**Assignment**
Report every line below that holds the word "query".

**Information supplied**
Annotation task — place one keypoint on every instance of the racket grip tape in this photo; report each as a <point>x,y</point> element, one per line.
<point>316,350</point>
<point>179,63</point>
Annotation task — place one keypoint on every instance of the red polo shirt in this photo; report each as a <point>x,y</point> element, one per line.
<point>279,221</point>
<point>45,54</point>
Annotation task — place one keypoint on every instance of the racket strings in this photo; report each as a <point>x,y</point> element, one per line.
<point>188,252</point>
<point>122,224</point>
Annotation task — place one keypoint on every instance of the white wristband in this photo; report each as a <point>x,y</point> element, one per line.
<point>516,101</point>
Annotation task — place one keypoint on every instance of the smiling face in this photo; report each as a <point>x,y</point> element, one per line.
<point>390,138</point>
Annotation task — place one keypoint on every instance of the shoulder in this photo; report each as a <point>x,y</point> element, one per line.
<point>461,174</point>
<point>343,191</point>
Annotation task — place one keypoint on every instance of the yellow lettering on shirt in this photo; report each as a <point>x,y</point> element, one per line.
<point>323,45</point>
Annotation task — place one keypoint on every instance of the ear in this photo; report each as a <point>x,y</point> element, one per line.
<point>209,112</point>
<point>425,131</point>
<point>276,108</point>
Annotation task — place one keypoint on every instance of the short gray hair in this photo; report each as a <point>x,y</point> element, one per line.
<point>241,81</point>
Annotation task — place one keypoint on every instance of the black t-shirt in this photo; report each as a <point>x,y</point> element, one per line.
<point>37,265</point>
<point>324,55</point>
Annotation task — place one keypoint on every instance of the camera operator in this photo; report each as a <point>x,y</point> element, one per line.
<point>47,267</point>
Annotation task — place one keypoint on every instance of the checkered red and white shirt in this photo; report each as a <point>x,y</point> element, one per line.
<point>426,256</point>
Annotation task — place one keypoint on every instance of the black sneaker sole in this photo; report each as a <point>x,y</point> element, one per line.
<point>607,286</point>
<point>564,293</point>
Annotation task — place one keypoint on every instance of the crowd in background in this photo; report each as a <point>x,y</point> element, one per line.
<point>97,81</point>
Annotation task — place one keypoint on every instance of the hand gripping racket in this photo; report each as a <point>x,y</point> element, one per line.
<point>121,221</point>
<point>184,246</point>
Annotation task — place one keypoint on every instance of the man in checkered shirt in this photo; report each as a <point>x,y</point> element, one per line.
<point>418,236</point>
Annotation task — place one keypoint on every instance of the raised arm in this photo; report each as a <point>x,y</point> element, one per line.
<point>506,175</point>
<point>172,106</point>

---

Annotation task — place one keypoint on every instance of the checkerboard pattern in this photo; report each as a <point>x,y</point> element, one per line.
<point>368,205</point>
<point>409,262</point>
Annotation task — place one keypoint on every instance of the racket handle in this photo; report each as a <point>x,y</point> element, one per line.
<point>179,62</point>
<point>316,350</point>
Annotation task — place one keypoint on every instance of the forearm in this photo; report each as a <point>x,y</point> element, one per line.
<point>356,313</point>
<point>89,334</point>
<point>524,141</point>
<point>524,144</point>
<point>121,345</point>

---

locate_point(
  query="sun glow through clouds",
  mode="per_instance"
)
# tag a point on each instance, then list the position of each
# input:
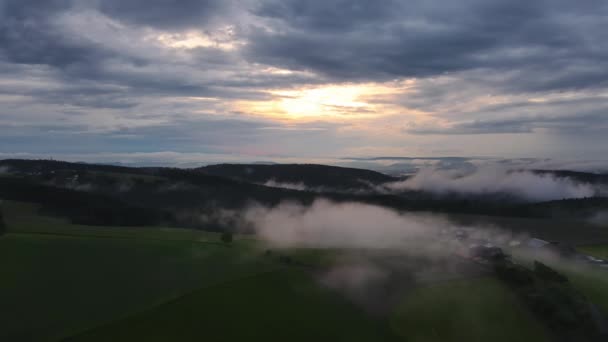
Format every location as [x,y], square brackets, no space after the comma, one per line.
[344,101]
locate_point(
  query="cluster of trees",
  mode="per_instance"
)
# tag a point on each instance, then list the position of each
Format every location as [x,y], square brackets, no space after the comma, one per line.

**Your solution**
  query="sun glow through clouds",
  query="cluster of trees",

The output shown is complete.